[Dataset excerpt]
★ ★ ★ ★ ★
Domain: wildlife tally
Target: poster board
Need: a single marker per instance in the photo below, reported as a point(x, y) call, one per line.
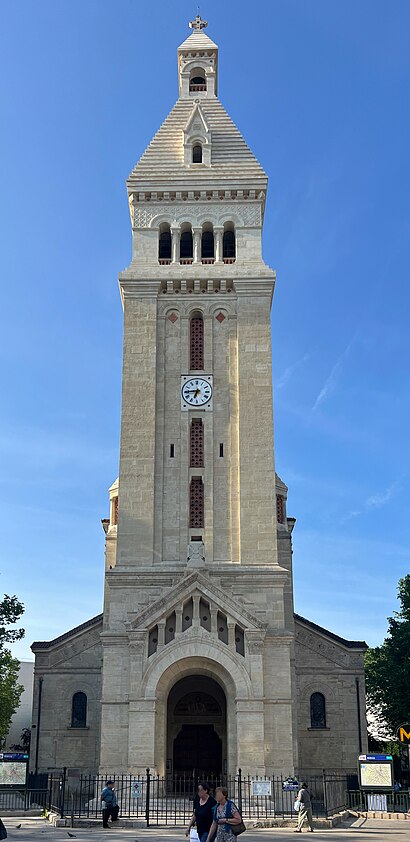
point(375, 772)
point(13, 773)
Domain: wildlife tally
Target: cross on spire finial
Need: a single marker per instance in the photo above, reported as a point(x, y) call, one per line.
point(198, 23)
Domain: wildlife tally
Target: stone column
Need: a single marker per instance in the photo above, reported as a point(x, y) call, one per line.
point(178, 620)
point(231, 634)
point(195, 612)
point(161, 634)
point(214, 620)
point(218, 234)
point(175, 245)
point(196, 232)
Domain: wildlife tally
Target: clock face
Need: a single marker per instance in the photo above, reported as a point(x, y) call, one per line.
point(196, 391)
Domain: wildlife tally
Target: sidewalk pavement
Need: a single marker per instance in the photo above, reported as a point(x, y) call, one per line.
point(35, 829)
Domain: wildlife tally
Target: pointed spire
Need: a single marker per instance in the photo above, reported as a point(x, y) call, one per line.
point(198, 24)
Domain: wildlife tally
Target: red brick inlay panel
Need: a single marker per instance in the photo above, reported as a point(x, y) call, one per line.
point(196, 343)
point(196, 503)
point(196, 444)
point(280, 509)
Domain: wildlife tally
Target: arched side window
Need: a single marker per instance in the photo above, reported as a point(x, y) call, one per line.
point(164, 243)
point(207, 244)
point(196, 343)
point(79, 711)
point(197, 80)
point(186, 246)
point(229, 244)
point(196, 444)
point(317, 710)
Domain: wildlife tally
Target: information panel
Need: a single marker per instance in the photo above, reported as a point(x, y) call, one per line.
point(12, 773)
point(376, 772)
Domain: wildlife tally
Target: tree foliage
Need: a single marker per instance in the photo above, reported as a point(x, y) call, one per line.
point(387, 666)
point(10, 690)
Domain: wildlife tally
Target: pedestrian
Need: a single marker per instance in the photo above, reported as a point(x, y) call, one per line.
point(110, 804)
point(225, 814)
point(305, 808)
point(202, 816)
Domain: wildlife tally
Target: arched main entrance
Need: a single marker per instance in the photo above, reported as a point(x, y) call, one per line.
point(196, 727)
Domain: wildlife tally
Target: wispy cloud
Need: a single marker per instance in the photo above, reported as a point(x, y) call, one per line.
point(330, 384)
point(375, 501)
point(287, 374)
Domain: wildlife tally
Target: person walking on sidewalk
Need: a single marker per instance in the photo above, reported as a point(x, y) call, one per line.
point(305, 809)
point(109, 803)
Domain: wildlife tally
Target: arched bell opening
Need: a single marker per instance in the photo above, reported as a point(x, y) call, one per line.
point(197, 80)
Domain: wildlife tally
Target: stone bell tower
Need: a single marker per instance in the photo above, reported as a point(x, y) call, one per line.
point(198, 622)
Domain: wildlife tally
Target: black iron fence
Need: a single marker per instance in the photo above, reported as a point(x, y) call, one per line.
point(168, 800)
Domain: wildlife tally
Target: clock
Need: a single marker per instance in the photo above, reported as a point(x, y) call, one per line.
point(196, 392)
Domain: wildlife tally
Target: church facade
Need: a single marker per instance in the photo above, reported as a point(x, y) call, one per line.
point(198, 660)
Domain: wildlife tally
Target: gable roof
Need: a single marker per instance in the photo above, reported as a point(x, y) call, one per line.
point(47, 644)
point(350, 644)
point(162, 164)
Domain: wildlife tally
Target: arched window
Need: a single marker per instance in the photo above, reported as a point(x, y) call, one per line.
point(239, 640)
point(196, 343)
point(164, 244)
point(186, 247)
point(153, 641)
point(196, 503)
point(197, 154)
point(197, 81)
point(317, 711)
point(228, 243)
point(207, 243)
point(196, 444)
point(79, 711)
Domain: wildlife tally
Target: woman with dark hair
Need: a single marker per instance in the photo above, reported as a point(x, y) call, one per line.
point(225, 815)
point(203, 812)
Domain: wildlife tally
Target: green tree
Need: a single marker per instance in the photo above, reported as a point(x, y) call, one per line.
point(10, 690)
point(387, 667)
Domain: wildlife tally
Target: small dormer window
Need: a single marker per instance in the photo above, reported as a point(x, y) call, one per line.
point(197, 83)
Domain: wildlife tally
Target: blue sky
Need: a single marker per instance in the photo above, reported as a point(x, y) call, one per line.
point(319, 89)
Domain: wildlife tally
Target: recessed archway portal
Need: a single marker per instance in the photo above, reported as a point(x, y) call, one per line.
point(196, 727)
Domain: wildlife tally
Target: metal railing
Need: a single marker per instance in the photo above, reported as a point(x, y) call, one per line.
point(168, 800)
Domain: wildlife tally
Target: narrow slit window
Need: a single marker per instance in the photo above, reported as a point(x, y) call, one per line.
point(228, 245)
point(79, 711)
point(196, 503)
point(317, 711)
point(196, 350)
point(164, 244)
point(197, 444)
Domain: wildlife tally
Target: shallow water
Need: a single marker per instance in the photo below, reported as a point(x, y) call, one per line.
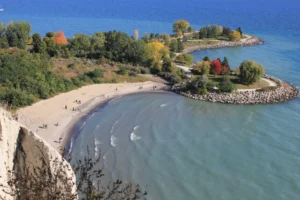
point(179, 148)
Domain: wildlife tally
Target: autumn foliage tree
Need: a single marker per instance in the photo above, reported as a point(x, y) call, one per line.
point(234, 36)
point(60, 38)
point(216, 67)
point(155, 51)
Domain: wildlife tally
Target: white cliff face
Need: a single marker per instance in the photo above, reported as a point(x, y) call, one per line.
point(21, 148)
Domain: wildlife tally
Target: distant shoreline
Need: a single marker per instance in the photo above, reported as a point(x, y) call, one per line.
point(282, 93)
point(248, 41)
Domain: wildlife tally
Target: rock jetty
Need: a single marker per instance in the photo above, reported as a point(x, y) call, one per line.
point(250, 41)
point(282, 93)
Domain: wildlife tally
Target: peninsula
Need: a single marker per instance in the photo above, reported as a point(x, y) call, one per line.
point(50, 82)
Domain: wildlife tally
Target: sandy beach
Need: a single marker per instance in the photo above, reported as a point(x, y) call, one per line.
point(61, 112)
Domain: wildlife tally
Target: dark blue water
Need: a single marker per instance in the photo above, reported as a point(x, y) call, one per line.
point(179, 148)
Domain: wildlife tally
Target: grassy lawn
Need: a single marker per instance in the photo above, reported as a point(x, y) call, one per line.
point(235, 80)
point(197, 43)
point(224, 38)
point(72, 67)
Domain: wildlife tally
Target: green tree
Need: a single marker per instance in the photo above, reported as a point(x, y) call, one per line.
point(225, 62)
point(51, 34)
point(250, 72)
point(234, 36)
point(206, 58)
point(17, 34)
point(180, 45)
point(186, 59)
point(202, 68)
point(226, 31)
point(239, 29)
point(174, 46)
point(167, 65)
point(226, 85)
point(181, 26)
point(39, 46)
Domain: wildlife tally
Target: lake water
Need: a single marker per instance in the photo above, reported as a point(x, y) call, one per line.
point(179, 148)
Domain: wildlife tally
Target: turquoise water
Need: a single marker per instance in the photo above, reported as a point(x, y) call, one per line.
point(178, 148)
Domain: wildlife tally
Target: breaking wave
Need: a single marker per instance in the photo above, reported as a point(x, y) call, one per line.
point(113, 140)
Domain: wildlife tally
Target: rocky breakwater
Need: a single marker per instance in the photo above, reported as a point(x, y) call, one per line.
point(282, 93)
point(249, 41)
point(22, 150)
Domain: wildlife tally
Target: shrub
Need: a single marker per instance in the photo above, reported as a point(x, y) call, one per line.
point(250, 72)
point(234, 36)
point(145, 70)
point(186, 59)
point(202, 68)
point(226, 85)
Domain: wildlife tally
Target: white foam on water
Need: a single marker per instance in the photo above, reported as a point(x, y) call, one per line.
point(113, 140)
point(97, 142)
point(134, 137)
point(71, 146)
point(96, 151)
point(113, 127)
point(82, 125)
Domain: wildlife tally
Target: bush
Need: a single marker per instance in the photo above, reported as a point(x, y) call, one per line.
point(72, 65)
point(226, 85)
point(17, 98)
point(251, 72)
point(145, 70)
point(172, 78)
point(186, 59)
point(234, 36)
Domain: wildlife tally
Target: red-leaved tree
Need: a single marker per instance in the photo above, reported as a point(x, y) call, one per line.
point(225, 69)
point(60, 38)
point(216, 67)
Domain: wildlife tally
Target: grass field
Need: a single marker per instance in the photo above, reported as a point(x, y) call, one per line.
point(72, 67)
point(197, 43)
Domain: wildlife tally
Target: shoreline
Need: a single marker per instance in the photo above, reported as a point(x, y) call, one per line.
point(52, 111)
point(248, 41)
point(278, 94)
point(78, 124)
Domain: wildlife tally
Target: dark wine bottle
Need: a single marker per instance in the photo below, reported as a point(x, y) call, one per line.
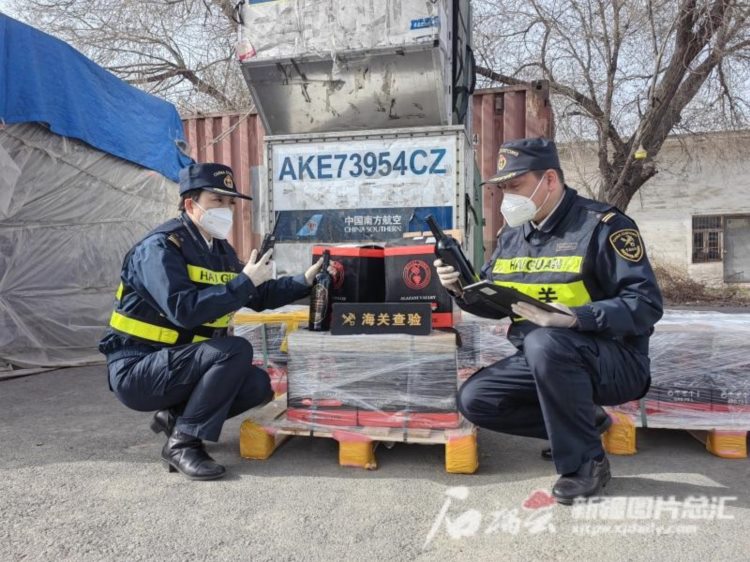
point(449, 250)
point(320, 298)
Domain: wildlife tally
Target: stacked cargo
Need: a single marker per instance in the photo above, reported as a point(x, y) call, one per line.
point(365, 106)
point(373, 381)
point(268, 332)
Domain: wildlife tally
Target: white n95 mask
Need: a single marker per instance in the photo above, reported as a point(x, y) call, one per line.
point(217, 222)
point(519, 209)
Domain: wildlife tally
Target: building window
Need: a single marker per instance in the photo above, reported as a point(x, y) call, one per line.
point(708, 239)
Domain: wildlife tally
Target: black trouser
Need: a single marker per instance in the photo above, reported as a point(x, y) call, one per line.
point(203, 383)
point(548, 390)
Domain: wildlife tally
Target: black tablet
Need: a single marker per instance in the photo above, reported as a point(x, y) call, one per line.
point(501, 298)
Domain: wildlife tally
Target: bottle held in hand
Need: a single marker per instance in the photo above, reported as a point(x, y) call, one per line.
point(449, 250)
point(320, 298)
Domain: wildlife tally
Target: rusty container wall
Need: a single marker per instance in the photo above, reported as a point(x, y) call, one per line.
point(499, 115)
point(234, 139)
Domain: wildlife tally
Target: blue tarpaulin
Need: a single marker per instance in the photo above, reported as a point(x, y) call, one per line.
point(43, 79)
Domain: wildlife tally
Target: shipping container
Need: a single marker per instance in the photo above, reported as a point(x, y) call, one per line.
point(366, 187)
point(317, 66)
point(498, 114)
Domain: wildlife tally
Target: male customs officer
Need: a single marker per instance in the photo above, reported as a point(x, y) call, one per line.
point(167, 347)
point(587, 259)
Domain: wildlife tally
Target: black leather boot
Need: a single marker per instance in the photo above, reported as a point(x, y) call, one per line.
point(601, 419)
point(587, 481)
point(185, 453)
point(163, 422)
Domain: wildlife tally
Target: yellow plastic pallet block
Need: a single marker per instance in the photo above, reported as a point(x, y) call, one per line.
point(619, 439)
point(724, 443)
point(461, 456)
point(255, 442)
point(356, 450)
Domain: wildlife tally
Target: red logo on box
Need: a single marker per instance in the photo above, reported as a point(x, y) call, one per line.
point(417, 274)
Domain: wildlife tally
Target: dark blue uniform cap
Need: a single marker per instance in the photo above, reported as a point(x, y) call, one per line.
point(216, 178)
point(517, 157)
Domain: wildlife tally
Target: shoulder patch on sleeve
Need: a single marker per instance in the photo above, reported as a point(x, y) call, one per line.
point(628, 244)
point(174, 239)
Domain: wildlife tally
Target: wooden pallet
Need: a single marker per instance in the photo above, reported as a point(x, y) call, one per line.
point(727, 443)
point(267, 428)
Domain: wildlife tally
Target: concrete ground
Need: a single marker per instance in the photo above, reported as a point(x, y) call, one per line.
point(80, 479)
★ ★ ★ ★ ★
Starting at the top of the data and stopping after the line that contains "point(13, 773)", rewrite those lines with "poster board" changed to "notice board" and nothing else altered. Leave the pictures out.

## RESPONSE BELOW:
Domain: wildlife tally
Target: notice board
Need: a single marker per instance in the photo below, reported as a point(x, y) call, one per line.
point(375, 772)
point(13, 773)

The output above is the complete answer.